Set exercise
Pick up the checklist on deploying ML models below and continue writing it from the point where it stops.

Excerpt
========================
Deploying ML Models at Scale: A Production Checklist
Moving a machine learning model from a Jupyter notebook to a production system that handles millions of requests is a different engineering problem entirely. Here's the checklist we use.
From Notebook to Production
The gap between a working ML model and a reliable production system is wider than most teams anticipate. A model with 94% accuracy in a notebook can become a source of silent failures, latency spikes, and budget surprises in prod.
This is the checklist we run through before every ML deployment.
1. Containerize the Inference Environment
Never rely on "it works on my machine." Package your model and its dependencies into a Docker image.
FROM python:3.11-slim
WORKDIR /app
COPY requirements.txt .
RUN pip install --no-cache-dir -r requirements.txt
COPY model/ ./model/
COPY app.py .
EXPOSE 8080
CMD ["uvicorn", "app:app", "--host", "0.0.0.0", "--port", "8080"]
Key rules:
- Pin all dependency versions in
requirements.txt - Use multi-stage builds to keep image size minimal
- Never bake secrets into the image — use environment variables or a secrets manager
2. Version Your Models, Not Just Your Code
Model artifacts are first-class deployable units. Treat them like software releases.
import mlflow
with mlflow.start_run():
mlflow.log_params({"learning_rate": 0.001, "epochs": 50})
mlflow.log_metrics({"accuracy": 0.943, "f1": 0.938})
mlflow.sklearn.log_model(
sk_model=model,
artifact_path="model",
registered_model_name="churn-predictor"
)
Use MLflow, DVC, or a model registry in your cloud provider. The goal: any team member can reproduce any inference result from any point in time.
3. Design for Blue-Green Deployments
Never hard-cut traffic from v1 to v2. Use blue-green or canary releases to validate new model versions under real load.
# kubernetes/deployment.yaml
apiVersion: apps/v1
kind: Deployment
metadata:
name: ml-api-green
spec:
replicas: 2
selector:
matchLabels:
app: ml-api
slot: green
template:
spec:
containers:
- name: api
image: your-registry/ml-api:v2.1.0
resources:
requests:
cpu: "500m"
memory: "1Gi"
limits:
cpu: "2000m"
memory: "4Gi"
Shift 10% of traffic to green, monitor error rates and latency for 30 minutes, then gradually increase to 100%.
========================
Listed entries
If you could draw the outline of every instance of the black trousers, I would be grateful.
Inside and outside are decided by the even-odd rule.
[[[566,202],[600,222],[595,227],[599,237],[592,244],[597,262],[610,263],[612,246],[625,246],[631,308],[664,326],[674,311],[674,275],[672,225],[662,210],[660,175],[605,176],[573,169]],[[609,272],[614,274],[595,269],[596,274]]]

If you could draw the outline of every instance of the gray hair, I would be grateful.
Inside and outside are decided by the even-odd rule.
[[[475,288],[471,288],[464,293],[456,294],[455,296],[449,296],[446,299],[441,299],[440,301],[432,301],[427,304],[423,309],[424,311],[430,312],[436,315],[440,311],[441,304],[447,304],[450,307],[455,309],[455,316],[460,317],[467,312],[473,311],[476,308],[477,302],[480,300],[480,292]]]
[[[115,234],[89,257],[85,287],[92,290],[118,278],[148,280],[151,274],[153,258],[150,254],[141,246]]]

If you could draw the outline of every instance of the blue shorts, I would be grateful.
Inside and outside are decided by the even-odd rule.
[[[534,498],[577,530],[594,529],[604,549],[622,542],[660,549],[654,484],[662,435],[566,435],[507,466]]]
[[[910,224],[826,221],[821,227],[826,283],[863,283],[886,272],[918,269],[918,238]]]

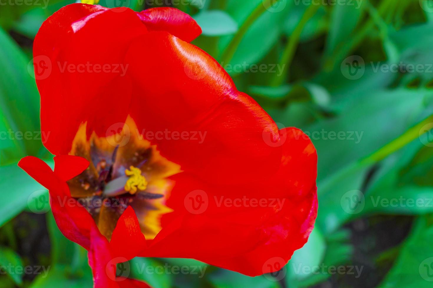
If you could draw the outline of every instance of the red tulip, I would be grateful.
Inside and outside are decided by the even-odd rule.
[[[97,287],[130,281],[110,267],[136,256],[274,272],[313,229],[313,144],[278,130],[189,43],[200,33],[173,8],[74,4],[36,36],[55,168],[32,157],[19,165],[48,189],[64,234],[89,250]]]

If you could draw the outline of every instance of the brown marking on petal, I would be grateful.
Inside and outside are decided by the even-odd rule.
[[[68,181],[71,195],[75,198],[106,197],[100,207],[89,206],[86,209],[101,233],[109,241],[117,220],[129,205],[135,210],[146,238],[153,239],[162,229],[162,215],[172,211],[165,203],[174,182],[167,177],[181,172],[180,165],[162,156],[156,146],[151,145],[138,132],[135,122],[129,116],[122,130],[128,132],[126,134],[129,137],[127,142],[122,142],[122,145],[113,145],[117,142],[115,141],[116,135],[99,137],[94,132],[87,140],[86,126],[86,123],[80,126],[70,154],[85,158],[90,165]],[[137,191],[139,196],[126,192],[115,198],[104,195],[103,190],[106,183],[124,177],[125,169],[131,166],[140,168],[148,182],[145,190],[142,191],[144,196],[139,196],[142,191]],[[120,206],[115,203],[119,199],[123,200]]]

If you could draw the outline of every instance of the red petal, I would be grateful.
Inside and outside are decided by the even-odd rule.
[[[54,173],[63,181],[79,175],[89,167],[89,161],[83,157],[61,155],[54,157]]]
[[[201,34],[201,28],[195,20],[176,8],[150,8],[137,14],[149,31],[166,31],[187,42],[191,42]]]
[[[73,165],[74,163],[76,164],[75,158],[63,156],[61,159],[56,164],[56,165],[61,165],[56,167],[56,170],[65,171],[68,167]],[[66,161],[67,159],[72,161],[69,162]],[[63,234],[88,250],[90,246],[90,228],[96,226],[96,224],[87,211],[70,197],[69,189],[65,180],[60,179],[59,175],[53,172],[45,162],[36,157],[28,156],[23,158],[18,165],[48,190],[51,209],[56,222]],[[79,169],[74,171],[76,172]],[[62,172],[61,175],[69,177],[71,174]]]
[[[152,32],[131,44],[126,60],[136,85],[130,114],[139,133],[156,136],[148,139],[163,156],[214,183],[258,182],[278,169],[281,147],[263,139],[278,137],[275,123],[204,51]],[[188,137],[157,139],[165,131]]]
[[[146,239],[132,207],[129,206],[117,221],[110,243],[114,257],[130,260],[146,247]]]
[[[90,231],[90,246],[89,250],[89,265],[93,272],[94,288],[117,288],[116,282],[117,260],[110,253],[110,244],[96,227]]]
[[[90,7],[71,4],[59,10],[34,42],[36,72],[48,66],[47,75],[36,78],[42,128],[48,135],[44,144],[55,155],[69,152],[82,123],[105,136],[110,125],[124,122],[131,94],[125,53],[132,39],[147,32],[130,9]]]
[[[274,272],[275,263],[266,264],[274,258],[279,266],[285,264],[307,242],[317,216],[317,155],[299,130],[281,132],[275,143],[284,152],[280,169],[262,183],[216,186],[187,173],[173,177],[176,184],[167,204],[174,212],[164,217],[162,230],[142,256],[192,257],[250,276]],[[197,215],[184,201],[195,189],[206,195],[201,199],[207,208]],[[266,199],[267,205],[274,198],[279,202],[256,208],[223,202],[244,196]]]

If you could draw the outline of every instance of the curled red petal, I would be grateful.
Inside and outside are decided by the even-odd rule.
[[[110,247],[114,257],[130,260],[146,247],[146,239],[134,209],[129,206],[117,221]]]
[[[90,230],[89,265],[93,272],[94,288],[118,288],[115,281],[116,265],[120,262],[110,253],[110,244],[97,227]]]
[[[146,33],[130,9],[81,4],[62,8],[44,22],[33,61],[41,128],[48,136],[44,145],[52,153],[68,153],[82,123],[105,136],[112,124],[124,122],[131,85],[123,58],[131,41]]]
[[[137,13],[149,31],[166,31],[191,42],[201,34],[201,28],[187,14],[171,7],[146,9]]]
[[[83,157],[61,155],[54,157],[54,173],[61,180],[68,181],[79,175],[89,167],[89,161]]]
[[[60,171],[65,171],[68,165],[67,161],[58,163],[65,165],[58,168]],[[87,211],[71,197],[65,181],[60,179],[45,162],[36,157],[23,158],[18,165],[48,190],[51,209],[62,233],[69,240],[88,250],[90,229],[96,224]]]

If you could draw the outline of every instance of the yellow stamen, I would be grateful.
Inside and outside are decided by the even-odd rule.
[[[131,176],[125,184],[125,191],[131,194],[135,194],[137,189],[141,190],[146,189],[147,181],[144,176],[141,174],[141,170],[139,168],[131,166],[129,167],[129,170],[126,169],[125,171],[125,174],[126,176]]]
[[[81,0],[81,3],[94,5],[99,3],[99,0]]]

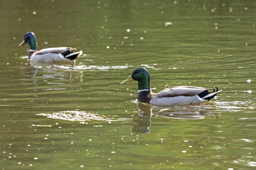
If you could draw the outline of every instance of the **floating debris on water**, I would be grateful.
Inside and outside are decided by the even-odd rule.
[[[32,124],[31,126],[41,126],[41,127],[51,127],[52,125],[36,125],[35,124]]]
[[[169,25],[172,24],[172,22],[166,22],[164,23],[164,26],[166,27],[168,26]]]
[[[84,122],[88,121],[105,121],[104,115],[78,111],[64,111],[53,113],[39,113],[37,115],[47,116],[48,118]]]

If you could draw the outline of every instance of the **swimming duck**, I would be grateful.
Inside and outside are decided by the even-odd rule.
[[[150,77],[148,72],[144,68],[138,68],[131,75],[121,83],[123,84],[133,80],[138,81],[139,91],[137,99],[142,102],[149,103],[156,106],[166,107],[207,102],[218,93],[218,88],[205,88],[192,86],[175,86],[164,89],[157,93],[151,92]],[[213,89],[210,92],[208,90]]]
[[[56,47],[36,50],[36,39],[33,32],[28,32],[24,36],[24,40],[19,45],[21,47],[28,43],[30,46],[29,59],[32,62],[48,63],[68,62],[74,61],[83,54],[82,50],[76,52],[76,49],[70,47]]]

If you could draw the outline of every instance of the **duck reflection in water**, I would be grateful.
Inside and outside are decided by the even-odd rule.
[[[157,110],[156,117],[161,117],[177,119],[201,119],[204,118],[218,118],[218,113],[213,107],[211,107],[212,112],[207,109],[206,106],[183,105],[172,107],[157,107],[146,103],[139,102],[137,103],[138,109],[138,118],[133,118],[132,120],[125,121],[123,125],[132,127],[131,131],[135,133],[148,133],[150,132],[151,118],[154,115],[152,110]],[[215,112],[212,113],[210,112]],[[136,125],[134,125],[134,123]]]

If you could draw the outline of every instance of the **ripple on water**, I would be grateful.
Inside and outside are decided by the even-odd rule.
[[[65,120],[69,121],[80,121],[80,123],[85,124],[84,121],[122,121],[125,119],[113,119],[108,118],[107,116],[88,112],[68,110],[53,113],[39,113],[37,115],[47,116],[48,118]]]

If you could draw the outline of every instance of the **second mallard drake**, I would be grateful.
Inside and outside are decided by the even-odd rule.
[[[76,59],[83,54],[81,50],[76,52],[76,49],[70,47],[49,48],[39,51],[36,49],[36,39],[33,32],[28,32],[24,36],[24,40],[19,45],[21,47],[26,43],[29,45],[29,59],[32,62],[47,63],[66,63]]]
[[[215,96],[218,91],[214,88],[205,88],[192,86],[175,86],[164,89],[157,93],[153,93],[150,88],[150,77],[144,68],[138,68],[131,75],[121,83],[125,84],[133,80],[138,81],[139,91],[137,98],[142,102],[146,102],[160,107],[172,106],[207,102]],[[210,92],[208,90],[213,89]]]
========================
Task answer
4. Monitor Beyond Accuracy
Production monitoring is not just about HTTP 500s. ML systems degrade silently when input data distributions shift.
Set up three layers of monitoring:
Infrastructure layer: CPU, memory, request latency (p50/p95/p99), error rates — use Prometheus + Grafana.
Model layer: prediction distribution, confidence score histogram, feature drift — use Evidently AI or a custom pipeline.
Business layer: downstream KPI impact (e.g., did churn rate actually decrease after deploying the new model?).
from evidently.report import Report
from evidently.metric_preset import DataDriftPreset
report = Report(metrics=[DataDriftPreset()])
report.run(reference_data=training_df, current_data=production_df)
report.save_html("drift_report.html")
5. Build a Rollback Playbook Before You Need It
Write the rollback procedure before deploying. It should be a 2-minute, single-command operation.
# rollback.sh
kubectl set image deployment/ml-api api=your-registry/ml-api:v2.0.0
kubectl rollout status deployment/ml-api
echo "Rollback complete. Monitor dashboards."
Test this rollback in staging. The worst time to figure out how to rollback is at 2am during an incident.
Final Checklist Summary
- Docker image with pinned deps and no hardcoded secrets
- Model versioned in a registry with reproducible training run
- Blue-green or canary deployment strategy
- Infrastructure + model + business monitoring in place
- Rollback playbook documented and tested
- Load tested at 2× expected peak traffic
- Runbook written and linked from the service's README
Ship with confidence, not hope.